▶ _Input data_:
==*==

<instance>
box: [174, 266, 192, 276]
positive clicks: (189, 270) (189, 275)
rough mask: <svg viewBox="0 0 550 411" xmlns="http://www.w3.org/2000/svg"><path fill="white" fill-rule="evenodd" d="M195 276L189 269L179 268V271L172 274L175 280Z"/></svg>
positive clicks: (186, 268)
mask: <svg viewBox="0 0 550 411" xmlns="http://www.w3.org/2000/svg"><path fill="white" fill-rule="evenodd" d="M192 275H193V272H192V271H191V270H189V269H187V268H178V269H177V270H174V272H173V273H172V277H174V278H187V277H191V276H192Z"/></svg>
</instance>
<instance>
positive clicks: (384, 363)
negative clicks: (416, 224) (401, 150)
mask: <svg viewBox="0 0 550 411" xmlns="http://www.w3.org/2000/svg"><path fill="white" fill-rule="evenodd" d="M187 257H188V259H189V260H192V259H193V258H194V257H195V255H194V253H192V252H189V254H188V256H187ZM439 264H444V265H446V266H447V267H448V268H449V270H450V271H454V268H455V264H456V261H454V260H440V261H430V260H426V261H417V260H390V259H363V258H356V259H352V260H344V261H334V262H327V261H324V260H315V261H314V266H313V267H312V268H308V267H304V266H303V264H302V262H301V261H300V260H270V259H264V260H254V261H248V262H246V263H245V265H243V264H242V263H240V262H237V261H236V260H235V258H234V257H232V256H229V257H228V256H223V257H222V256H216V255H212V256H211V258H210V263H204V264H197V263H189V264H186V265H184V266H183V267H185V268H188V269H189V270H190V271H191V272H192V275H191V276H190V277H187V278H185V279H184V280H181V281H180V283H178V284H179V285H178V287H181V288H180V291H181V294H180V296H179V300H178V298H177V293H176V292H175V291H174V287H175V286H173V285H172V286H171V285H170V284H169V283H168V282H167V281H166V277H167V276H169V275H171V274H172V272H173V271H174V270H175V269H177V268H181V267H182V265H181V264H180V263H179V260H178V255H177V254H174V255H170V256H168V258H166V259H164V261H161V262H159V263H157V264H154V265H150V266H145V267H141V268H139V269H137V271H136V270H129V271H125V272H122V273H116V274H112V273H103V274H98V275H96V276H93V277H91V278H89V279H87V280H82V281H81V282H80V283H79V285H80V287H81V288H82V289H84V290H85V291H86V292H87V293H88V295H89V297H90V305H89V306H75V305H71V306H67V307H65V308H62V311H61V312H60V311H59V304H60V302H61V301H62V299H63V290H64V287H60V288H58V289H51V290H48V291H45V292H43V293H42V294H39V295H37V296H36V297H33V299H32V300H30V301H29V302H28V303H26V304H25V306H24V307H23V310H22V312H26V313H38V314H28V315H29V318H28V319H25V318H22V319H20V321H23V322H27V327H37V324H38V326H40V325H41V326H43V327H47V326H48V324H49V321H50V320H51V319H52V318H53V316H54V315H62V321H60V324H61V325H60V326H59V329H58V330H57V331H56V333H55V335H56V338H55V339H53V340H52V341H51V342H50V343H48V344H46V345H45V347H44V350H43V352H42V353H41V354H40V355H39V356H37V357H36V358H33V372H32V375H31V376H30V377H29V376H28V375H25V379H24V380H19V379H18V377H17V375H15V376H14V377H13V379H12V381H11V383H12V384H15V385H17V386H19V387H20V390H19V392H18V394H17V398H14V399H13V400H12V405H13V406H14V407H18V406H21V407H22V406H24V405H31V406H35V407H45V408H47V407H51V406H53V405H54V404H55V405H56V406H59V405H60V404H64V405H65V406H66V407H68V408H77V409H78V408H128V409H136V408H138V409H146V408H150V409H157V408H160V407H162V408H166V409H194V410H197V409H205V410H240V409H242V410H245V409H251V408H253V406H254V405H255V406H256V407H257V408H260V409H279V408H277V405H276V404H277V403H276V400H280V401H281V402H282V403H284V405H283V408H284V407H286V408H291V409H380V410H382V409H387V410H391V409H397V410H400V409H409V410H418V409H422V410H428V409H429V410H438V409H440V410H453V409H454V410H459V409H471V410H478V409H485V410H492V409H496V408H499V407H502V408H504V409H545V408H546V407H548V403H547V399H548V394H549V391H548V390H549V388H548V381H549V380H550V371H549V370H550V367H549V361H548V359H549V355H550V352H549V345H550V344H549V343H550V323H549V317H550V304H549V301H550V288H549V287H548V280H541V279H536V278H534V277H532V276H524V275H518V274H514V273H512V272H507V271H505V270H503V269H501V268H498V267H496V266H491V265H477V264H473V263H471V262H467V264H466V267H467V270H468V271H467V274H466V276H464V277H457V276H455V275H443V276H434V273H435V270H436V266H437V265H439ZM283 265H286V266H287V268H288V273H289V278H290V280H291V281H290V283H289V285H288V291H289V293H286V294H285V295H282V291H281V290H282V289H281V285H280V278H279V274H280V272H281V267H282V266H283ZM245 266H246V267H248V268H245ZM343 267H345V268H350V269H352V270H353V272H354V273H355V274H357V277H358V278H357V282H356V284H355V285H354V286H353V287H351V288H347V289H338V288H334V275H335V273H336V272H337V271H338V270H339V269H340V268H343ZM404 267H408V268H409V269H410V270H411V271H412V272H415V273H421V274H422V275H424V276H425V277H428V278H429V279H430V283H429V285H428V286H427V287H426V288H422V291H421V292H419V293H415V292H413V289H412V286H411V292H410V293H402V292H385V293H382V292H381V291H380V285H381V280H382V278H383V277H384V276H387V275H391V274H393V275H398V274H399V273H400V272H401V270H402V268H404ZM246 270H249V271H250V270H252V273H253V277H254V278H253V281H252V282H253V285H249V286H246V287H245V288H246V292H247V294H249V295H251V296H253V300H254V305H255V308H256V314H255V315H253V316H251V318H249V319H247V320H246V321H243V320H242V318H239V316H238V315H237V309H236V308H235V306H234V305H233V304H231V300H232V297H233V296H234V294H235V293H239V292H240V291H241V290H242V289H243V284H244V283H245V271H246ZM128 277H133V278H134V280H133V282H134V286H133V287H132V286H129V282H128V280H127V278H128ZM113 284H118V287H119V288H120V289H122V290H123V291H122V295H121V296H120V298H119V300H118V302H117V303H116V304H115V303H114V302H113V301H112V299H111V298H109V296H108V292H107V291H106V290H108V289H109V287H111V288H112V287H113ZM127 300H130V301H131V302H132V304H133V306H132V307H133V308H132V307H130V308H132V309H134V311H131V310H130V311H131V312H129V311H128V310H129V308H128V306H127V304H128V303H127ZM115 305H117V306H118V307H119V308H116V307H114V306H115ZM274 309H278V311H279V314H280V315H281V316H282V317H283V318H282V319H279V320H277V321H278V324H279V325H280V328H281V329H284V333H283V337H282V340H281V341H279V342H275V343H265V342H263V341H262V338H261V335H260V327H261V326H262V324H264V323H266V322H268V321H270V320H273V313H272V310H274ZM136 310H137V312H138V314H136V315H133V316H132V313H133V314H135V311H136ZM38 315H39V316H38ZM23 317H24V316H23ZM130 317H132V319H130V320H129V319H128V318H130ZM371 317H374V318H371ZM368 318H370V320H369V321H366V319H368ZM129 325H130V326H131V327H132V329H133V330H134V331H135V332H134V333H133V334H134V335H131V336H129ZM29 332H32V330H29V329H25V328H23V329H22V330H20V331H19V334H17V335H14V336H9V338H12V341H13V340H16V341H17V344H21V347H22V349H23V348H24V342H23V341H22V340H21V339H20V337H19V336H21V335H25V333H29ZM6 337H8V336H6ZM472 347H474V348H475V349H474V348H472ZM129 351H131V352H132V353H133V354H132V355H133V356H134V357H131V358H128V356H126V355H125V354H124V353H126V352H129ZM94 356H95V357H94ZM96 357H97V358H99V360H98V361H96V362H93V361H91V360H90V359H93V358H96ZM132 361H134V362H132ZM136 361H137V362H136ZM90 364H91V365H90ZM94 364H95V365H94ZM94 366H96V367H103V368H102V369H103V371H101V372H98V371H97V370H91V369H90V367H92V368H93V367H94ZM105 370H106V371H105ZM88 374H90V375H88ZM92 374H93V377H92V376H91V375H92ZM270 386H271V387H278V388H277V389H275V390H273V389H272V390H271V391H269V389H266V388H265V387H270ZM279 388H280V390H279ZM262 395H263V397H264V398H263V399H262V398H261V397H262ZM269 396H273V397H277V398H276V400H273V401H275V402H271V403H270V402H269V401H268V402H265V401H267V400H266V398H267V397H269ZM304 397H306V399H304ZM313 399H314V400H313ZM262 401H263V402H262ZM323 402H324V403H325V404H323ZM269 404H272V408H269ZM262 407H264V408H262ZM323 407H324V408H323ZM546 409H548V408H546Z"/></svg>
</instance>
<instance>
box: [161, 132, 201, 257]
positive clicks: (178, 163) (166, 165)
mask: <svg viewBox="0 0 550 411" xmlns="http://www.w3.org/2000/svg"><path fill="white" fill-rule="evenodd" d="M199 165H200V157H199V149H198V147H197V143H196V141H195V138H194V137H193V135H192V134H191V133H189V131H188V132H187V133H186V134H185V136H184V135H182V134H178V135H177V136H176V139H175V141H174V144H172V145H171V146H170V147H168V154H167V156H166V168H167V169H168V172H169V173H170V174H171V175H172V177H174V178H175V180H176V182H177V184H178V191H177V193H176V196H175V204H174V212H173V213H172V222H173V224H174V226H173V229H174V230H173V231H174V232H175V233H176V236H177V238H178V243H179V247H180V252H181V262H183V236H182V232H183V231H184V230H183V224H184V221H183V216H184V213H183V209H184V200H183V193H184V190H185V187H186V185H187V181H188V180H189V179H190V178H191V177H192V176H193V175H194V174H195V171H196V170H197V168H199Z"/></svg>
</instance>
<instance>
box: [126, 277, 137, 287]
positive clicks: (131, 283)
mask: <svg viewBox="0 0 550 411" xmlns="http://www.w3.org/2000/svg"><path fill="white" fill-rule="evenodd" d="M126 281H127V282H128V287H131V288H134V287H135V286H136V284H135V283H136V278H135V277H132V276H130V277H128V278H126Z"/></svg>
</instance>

==*==

▶ _Problem statement_: Whichever lines of the records above hold the word "positive" should all be copied out.

▶ _Answer_:
positive clicks: (189, 270) (189, 275)
positive clicks: (186, 268)
positive clicks: (384, 363)
positive clicks: (178, 163) (166, 165)
positive clicks: (131, 283)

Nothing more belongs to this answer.